That means that it is well worth looking at a short term deal from HSBC International: you give them your cash (a minimum of £25,000) for three months and they’ll pay you 7% on it while they’ve got it. If you are sure you aren’t going to need your money for a year you might also look to Anglo Irish, which has a one-year bond on offer paying out 6.9%. West Bromwich Building Society also has an internet only one for sale that pays out 6.86%, still more than 1% above the current base rate, while Derbyshire Building Society is offering 6.85% and Northern Rock – which is in dire need of cash and can’t get any of the other banks to lend to it – have a one year bond at 6.71% available in all branches. The rates on two-year bonds aren’t bad either – Anglo Irish is offering 6.55% for example. These are the highest rates for six years.
So which one should you go for? Emma Simon, writing in the Sunday Telegraph, favours the variable accounts as “all the signs indicate that there may be a few more shots fired in this price war.” So much do the banks need cash that there is every chance a number of them (Northern Rock…) will soon launch more “stonking” deals. Sign up for 6.9% now and you might kick yourself next week when “a higher paying bond comes haring round the corner.”

**CHALLENGE**
Pick up the article on savings bond rates after its last sentence and keep writing. The records that follow come from a separate source.

**GIVEN DATA**
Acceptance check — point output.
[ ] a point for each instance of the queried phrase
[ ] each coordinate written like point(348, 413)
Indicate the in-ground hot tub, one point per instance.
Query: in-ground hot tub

**EXPECTED OUTPUT**
I think Simon has a point but I’d also point out that while there is a presumption in the market that base interest rates will not rise much further (many people even think that they will fall) it won’t necessarily happen that way. Food prices are rising fast (see last week’s cover story in Moneyweek for more detail on this: Why you should buy a farm – or agricultural stocks as are oil prices. These are not the ingredients for falling inflation nor for falling interest rates: add that to the credit crunch and in no time at all any rate under 7% might look pretty paltry. So go ahead and tie some money up with HSBC or Anglo Irish for a few months or a year but keep the rest in a variable account: it is entirely possible that savings rates will keep rising for some time.